EXERCISE DETAILS:
Report each line in the records below that contains the word "backpack". Copy every such line in full.
---------- RECORDS TO PROCESS ----------
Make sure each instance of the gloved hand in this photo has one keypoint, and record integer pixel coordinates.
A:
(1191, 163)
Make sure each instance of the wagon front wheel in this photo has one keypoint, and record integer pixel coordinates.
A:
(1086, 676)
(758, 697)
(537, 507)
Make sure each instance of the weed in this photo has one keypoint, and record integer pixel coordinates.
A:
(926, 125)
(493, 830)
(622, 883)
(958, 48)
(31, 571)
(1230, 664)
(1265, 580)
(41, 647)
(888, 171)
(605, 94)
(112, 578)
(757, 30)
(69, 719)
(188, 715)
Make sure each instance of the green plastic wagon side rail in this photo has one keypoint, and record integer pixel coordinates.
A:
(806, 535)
----------
---------- RECORDS TO PROCESS ----------
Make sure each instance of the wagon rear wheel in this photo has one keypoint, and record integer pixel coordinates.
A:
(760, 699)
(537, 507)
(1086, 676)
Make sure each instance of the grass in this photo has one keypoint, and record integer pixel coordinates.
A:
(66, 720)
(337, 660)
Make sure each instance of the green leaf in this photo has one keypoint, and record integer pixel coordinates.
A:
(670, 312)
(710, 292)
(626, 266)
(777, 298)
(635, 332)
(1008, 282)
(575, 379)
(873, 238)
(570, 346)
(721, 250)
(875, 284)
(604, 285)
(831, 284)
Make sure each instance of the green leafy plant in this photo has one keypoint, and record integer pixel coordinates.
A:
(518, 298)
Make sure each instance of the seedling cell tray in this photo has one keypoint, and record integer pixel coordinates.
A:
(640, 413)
----------
---------- RECORDS TO PROCESS ----------
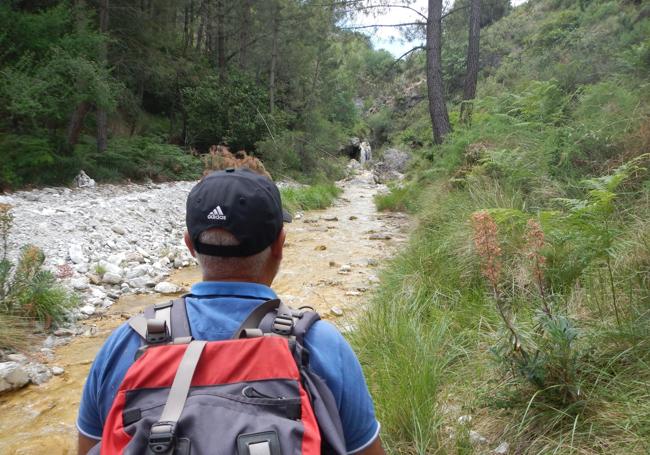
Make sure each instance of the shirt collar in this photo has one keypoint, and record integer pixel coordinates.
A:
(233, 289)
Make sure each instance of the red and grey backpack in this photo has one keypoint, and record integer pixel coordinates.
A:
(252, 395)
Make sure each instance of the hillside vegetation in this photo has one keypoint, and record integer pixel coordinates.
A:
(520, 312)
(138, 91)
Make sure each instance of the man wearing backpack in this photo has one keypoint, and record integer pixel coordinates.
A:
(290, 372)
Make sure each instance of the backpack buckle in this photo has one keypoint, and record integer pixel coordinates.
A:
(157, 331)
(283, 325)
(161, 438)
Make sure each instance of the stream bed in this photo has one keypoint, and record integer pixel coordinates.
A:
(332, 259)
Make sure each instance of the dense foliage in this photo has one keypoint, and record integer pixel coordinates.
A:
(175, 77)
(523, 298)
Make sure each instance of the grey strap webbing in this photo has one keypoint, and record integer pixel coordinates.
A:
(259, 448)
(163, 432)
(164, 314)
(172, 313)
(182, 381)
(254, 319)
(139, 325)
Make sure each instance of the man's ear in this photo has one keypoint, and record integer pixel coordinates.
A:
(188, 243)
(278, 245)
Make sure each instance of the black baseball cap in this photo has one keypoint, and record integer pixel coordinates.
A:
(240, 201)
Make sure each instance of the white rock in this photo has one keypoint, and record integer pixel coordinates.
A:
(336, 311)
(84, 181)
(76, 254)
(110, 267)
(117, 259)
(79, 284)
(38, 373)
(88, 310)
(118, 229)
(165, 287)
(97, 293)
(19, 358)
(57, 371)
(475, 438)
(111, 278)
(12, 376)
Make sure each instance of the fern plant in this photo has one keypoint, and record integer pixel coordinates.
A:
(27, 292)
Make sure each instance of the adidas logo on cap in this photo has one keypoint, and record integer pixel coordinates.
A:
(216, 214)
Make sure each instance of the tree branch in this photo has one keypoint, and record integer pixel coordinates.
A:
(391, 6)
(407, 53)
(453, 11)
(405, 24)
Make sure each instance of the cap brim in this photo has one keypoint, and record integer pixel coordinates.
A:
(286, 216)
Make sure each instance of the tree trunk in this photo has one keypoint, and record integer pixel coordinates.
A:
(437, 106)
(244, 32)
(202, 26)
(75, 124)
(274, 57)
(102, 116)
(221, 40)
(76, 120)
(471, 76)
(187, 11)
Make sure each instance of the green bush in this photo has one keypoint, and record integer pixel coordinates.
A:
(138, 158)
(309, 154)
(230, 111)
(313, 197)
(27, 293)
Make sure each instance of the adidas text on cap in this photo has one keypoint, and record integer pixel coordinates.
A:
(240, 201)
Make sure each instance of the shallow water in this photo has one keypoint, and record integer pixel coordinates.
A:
----------
SOLUTION TO THE PROBLEM:
Make sure each instance of the red and grey backpack in this photo has one keypoint, and record integer pixel coordinates.
Make sure each instance of the man wearing backpack in this photo has one keypoint, and record integer pixel coordinates.
Make sure each instance of the backpack buckle in this photo has one keypoint, and record integer pixel coordinates.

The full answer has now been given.